# Myrtle Beach Fishing



## nctrader03 (Jun 21, 2004)

Where are some good places to fish at Myrtle? Family thinking about coming down in October for a couple of days. We usually stay at the Crown Reef Resort. Any good places to fish near by there?


----------



## fish4kings104 (Feb 1, 2004)

There is the Apachie pier and 2nd ava. Pier. There is also cherrygrove beach pier in North Myrtle.


----------



## MBsandflea (Jun 27, 2004)

*If you're staying at the Crown Reef....*

Just walk down to Sprindmaid pier.


----------



## nmb surffisher (Mar 3, 2004)

slow fishing w/ muddy waters after alex. 2 weeks ago springmaid was hot. i heard of 300 lbs. of keeper flounder being landed for 2 days staight.


----------



## MBsandflea (Jun 27, 2004)

All of those flounder stretched from the inlet to Second ave pier, and 300 lbs would be a light estimate...more like nearly three hundred fish per pier for the first few days and then it dropped off slightly. It all lasted for one week and it's back to normal.


----------



## littlefry (May 5, 2003)

Are the waters still muddy there?


----------



## fish4kings104 (Feb 1, 2004)

nope. THe water looks alot better. I know on sunday you could See all the reddrum and blkackdrum swimming through the pier the water was so clear.


----------
========================================
**SHORT TASK**. Pull the passage of the Myrtle Beach fishing thread from "There is the" to "to Sprindmaid pier.", word for word.
========================================
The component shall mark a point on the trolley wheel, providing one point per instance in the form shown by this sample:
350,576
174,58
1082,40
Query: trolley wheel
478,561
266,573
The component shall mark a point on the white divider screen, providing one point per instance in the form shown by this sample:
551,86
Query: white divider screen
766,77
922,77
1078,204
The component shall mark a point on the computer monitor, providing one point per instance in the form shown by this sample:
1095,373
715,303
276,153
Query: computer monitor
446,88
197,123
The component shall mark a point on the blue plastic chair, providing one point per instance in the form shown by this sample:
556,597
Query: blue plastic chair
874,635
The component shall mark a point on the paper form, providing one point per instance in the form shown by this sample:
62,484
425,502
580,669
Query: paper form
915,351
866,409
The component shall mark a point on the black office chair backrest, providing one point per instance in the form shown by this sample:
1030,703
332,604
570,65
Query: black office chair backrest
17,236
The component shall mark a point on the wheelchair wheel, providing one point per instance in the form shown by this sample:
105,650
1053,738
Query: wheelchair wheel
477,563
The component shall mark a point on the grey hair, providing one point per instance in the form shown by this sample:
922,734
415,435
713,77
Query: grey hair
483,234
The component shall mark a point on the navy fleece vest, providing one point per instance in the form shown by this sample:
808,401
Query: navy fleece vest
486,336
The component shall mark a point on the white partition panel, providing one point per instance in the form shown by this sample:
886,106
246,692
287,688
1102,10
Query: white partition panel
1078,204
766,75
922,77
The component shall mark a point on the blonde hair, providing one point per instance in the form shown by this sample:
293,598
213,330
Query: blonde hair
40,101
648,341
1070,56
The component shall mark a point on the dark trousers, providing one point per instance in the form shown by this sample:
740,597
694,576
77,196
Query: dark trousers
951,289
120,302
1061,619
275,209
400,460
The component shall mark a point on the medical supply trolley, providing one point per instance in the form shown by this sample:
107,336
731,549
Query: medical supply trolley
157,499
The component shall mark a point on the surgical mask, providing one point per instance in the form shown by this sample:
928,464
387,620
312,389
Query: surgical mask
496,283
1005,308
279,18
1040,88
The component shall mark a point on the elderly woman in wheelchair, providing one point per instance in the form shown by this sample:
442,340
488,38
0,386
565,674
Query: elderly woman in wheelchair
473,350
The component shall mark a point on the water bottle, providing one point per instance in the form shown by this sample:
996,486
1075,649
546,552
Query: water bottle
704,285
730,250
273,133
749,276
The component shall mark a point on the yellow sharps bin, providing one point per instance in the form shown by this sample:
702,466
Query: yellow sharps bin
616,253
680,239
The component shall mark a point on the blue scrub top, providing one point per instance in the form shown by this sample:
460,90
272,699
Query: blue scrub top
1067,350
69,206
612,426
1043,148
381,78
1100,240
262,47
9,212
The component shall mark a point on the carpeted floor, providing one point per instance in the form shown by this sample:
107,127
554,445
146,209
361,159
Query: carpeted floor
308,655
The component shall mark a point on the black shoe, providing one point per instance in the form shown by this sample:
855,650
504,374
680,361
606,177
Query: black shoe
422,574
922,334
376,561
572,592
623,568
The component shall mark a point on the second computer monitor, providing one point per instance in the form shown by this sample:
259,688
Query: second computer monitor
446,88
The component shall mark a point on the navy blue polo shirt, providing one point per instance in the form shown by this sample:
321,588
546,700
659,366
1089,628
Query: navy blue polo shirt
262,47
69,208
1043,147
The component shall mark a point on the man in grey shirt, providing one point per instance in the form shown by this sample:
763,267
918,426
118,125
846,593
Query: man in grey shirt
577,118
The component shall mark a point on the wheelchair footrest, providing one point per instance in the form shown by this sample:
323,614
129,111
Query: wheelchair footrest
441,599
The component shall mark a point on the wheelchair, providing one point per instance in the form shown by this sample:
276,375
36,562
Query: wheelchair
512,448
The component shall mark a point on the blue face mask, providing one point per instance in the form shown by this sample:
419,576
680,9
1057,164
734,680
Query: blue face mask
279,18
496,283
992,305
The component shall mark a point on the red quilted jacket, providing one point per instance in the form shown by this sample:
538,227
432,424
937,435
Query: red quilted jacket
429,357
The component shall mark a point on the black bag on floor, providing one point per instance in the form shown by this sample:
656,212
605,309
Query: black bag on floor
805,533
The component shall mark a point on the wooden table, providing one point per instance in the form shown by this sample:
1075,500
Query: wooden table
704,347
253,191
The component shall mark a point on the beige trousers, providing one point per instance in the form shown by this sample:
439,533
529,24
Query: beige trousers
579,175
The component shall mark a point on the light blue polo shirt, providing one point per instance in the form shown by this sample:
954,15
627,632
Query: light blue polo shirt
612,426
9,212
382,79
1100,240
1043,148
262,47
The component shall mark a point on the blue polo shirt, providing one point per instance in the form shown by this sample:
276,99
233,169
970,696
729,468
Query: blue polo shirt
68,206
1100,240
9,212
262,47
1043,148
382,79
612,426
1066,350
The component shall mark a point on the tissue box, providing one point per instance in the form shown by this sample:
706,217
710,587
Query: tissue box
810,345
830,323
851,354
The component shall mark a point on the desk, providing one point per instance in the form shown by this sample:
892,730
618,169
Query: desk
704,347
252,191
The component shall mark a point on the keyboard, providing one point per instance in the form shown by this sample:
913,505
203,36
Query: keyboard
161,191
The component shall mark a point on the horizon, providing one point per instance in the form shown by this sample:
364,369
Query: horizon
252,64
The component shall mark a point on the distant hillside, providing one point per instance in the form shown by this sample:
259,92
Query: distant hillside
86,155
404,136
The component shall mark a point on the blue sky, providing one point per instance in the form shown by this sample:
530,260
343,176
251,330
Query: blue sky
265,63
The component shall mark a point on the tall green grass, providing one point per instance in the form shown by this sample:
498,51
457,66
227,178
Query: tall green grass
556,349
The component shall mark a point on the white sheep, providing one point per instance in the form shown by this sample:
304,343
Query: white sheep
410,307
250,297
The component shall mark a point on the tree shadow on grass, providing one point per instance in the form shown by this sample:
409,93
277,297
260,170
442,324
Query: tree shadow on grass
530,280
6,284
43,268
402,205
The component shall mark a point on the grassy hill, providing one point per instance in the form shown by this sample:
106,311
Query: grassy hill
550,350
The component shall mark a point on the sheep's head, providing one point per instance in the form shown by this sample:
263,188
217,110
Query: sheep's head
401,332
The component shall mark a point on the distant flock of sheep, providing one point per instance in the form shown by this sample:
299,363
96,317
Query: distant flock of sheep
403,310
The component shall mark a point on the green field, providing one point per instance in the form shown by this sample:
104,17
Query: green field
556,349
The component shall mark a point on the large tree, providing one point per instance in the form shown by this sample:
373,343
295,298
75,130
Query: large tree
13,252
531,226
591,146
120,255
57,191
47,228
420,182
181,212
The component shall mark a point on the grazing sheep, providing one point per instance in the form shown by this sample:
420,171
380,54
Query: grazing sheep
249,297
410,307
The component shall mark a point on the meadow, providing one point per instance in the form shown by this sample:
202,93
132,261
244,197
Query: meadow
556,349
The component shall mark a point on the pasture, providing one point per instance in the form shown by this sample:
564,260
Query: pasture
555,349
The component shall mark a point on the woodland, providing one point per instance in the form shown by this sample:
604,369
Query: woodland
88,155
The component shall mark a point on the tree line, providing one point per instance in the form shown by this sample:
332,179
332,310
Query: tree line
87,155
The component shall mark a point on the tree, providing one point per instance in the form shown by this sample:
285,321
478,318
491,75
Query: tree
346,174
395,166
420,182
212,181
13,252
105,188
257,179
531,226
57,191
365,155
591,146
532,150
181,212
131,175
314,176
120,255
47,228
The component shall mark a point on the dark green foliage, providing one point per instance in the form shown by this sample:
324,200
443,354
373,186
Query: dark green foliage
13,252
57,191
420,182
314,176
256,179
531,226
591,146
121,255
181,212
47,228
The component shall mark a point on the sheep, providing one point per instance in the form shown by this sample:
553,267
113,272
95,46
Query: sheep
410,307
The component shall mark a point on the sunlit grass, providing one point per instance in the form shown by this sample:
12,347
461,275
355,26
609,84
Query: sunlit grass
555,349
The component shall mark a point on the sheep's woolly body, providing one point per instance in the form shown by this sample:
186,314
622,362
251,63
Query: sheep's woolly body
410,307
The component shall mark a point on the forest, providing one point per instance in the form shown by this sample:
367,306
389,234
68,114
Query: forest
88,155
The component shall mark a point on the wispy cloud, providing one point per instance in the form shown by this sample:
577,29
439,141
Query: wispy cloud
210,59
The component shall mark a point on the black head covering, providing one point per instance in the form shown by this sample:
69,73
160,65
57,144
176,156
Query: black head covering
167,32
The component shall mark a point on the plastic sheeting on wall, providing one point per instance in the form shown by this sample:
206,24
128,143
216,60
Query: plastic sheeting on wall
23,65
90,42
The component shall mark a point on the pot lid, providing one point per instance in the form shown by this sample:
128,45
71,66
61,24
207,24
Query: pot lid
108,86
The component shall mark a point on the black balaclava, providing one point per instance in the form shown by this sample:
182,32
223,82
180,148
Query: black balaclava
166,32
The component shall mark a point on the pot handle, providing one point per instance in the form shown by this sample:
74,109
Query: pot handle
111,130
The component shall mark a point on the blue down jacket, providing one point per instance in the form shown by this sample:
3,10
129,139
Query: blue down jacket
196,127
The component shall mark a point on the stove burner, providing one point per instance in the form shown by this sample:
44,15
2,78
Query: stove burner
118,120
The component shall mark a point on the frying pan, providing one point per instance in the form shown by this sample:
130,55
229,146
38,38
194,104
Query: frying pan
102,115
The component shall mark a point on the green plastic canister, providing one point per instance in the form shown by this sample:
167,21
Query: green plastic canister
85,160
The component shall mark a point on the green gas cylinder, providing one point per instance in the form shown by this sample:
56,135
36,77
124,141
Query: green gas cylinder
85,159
========================================
**TASK RESULT**.
There is the Apachie pier and 2nd ava. Pier. There is also cherrygrove beach pier in North Myrtle.


----------



## MBsandflea (Jun 27, 2004)

*If you're staying at the Crown Reef....*

Just walk down to Sprindmaid pier.